━━━━━ Document segment
As the days get shorter and the weather gets colder, mental health care heads into what is arguably its most challenging season. But education on community resources and a more collaborative approach to care can make all the difference, at least according to the Burnaby Division of Family Practice. Their Shared Care project, “Supporting a Patient-Centered Approach to Mental Health Care,” seeks to do just that—integrate community-level supports into Burnaby’s mental health strategy.
Starting in 2021, the initiative quickly evolved into a fully-funded Shared Care project. The team began by surveying the community to understand the mental health care landscape in Burnaby. Having surveyed 52 medical providers and 343 community members, the results showed only 24% of providers reported being satisfied with the provision of mental health care in Burnaby, and less than half reported being aware of existing public/private mental health supports.
On the patient side, only half of all respondents reported being attached to a family doctor. Significantly, 75% of community members indicated they were currently experiencing mental health issues, or they had in the past. Only 35% reported being satisfied with existing Burnaby mental health supports.
“This Shared Care project has really highlighted the need for improved mental health resources for Burnaby,” explains Dr Lingsa Jia, psychiatrist and specialist lead for the project. “Collaboration between physicians, allied health, and community organizations is necessary to address the complex psychosocial factors that contribute to the mental health challenges experienced by Burnaby residents.”
━━━━━━━━━━
━━━━━ Data extracts
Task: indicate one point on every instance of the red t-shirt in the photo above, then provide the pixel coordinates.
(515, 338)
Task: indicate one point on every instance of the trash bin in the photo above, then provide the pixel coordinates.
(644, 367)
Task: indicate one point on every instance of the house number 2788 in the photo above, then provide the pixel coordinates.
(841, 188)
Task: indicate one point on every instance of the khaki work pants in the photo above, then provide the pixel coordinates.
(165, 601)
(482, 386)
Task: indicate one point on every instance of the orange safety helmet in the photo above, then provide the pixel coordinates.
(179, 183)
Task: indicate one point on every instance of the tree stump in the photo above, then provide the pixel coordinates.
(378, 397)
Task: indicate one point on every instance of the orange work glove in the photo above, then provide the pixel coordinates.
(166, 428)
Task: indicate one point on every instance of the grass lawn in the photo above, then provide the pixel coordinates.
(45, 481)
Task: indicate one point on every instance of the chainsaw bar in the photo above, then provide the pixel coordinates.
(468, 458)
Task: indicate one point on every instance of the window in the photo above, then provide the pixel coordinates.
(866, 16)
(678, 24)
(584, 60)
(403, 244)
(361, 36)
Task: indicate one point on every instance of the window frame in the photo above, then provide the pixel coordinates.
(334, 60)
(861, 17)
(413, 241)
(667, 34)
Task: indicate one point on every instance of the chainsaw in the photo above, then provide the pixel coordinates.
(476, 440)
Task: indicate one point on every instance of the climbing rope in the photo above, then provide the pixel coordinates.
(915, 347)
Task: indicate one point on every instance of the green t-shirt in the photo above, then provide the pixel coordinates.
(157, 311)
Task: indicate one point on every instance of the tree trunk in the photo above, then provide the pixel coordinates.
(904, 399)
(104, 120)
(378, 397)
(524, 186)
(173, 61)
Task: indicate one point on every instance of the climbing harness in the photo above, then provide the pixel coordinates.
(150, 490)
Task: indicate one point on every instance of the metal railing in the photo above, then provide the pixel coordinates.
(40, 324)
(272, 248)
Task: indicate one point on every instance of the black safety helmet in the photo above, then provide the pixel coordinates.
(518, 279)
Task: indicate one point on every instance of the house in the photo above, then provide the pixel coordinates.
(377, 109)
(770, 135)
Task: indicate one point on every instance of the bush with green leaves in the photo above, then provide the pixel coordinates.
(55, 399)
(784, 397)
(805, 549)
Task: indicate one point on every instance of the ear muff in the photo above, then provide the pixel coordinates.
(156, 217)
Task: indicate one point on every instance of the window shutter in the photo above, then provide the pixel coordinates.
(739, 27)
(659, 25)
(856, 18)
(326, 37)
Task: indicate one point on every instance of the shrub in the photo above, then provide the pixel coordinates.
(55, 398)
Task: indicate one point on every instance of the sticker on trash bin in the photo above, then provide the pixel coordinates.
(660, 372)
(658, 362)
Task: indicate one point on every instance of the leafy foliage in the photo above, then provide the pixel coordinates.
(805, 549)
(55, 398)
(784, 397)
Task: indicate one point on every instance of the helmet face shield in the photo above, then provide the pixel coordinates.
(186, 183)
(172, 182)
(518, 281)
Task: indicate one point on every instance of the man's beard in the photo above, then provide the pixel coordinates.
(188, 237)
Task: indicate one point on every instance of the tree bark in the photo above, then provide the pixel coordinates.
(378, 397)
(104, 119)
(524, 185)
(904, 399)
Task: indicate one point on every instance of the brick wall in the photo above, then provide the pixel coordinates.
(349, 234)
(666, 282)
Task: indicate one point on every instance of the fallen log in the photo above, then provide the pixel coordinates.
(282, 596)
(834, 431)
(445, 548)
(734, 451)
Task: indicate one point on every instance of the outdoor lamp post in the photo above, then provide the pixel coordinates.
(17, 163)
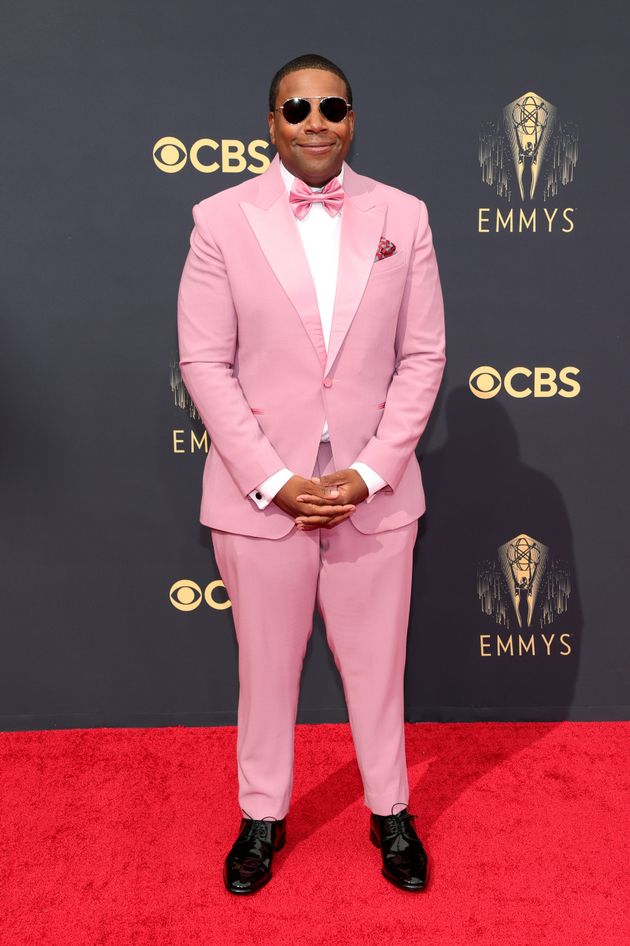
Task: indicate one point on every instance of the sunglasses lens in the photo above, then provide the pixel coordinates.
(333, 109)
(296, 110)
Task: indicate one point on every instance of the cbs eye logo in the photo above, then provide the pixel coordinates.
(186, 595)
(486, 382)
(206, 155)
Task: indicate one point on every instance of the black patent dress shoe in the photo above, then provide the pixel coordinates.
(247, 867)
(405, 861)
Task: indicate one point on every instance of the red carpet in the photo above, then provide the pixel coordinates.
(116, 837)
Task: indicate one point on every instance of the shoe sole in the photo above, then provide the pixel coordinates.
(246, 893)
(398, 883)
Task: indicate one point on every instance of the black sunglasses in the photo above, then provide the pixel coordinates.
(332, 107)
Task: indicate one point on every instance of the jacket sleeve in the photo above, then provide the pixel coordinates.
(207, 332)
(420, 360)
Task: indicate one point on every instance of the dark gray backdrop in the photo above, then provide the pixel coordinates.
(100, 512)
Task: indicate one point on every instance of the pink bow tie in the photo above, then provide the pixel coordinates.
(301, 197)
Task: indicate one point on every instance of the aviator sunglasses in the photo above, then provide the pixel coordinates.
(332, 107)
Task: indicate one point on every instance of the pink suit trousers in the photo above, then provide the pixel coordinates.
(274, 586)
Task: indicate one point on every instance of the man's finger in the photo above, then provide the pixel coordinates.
━━━━━━━━━━
## What you will do
a. Reproduce the passage of the Burnaby mental health article starting with "Starting in 2021, the" and going on through "public/private mental health supports.".
b. Answer these questions from the Burnaby mental health article, one per line:
(i) How many medical providers did the team survey?
(ii) What percentage of community members reported being satisfied with existing Burnaby mental health supports?
(iii) What role does Dr Lingsa Jia hold in the project?
c. Write the next part of the article about Burnaby's Shared Care mental health project, picking up after its final sentence.

## Numbered responses
a.
Starting in 2021, the initiative quickly evolved into a fully-funded Shared Care project. The team began by surveying the community to understand the mental health care landscape in Burnaby. Having surveyed 52 medical providers and 343 community members, the results showed only 24% of providers reported being satisfied with the provision of mental health care in Burnaby, and less than half reported being aware of existing public/private mental health supports.

b.
(i) 52
(ii) 35%
(iii) Psychiatrist and specialist lead for the project

c.
In line with Dr Jia’s thinking, the project involved family physicians, specialists, health authority staff, and community representatives to develop a key tool to begin addressing these problems: the Mental Health Community Connectors (MHCC) training. This resource aims to better equip frontline community providers to guide patients experiencing mental health concerns through the medical and social supports available to them. The team hopes the MHCC training will help them gain a better understanding of the role of medical and social sectors supporting mental health and the social factors influencing them.
Although it is currently being piloted with community providers, led by allied health workers, the team hopes to develop an improved and condensed version of the training that can be shared to the broader community and to other types of providers such as psychiatric nurses and medical office assistants.
The project hopes their efforts will ultimately result in improved integration of medical and social supports for the support of mental health concerns and, through this, an increase in the level of confidence among medical and community providers in directing patients and clients to appropriate supports within the City of Burnaby.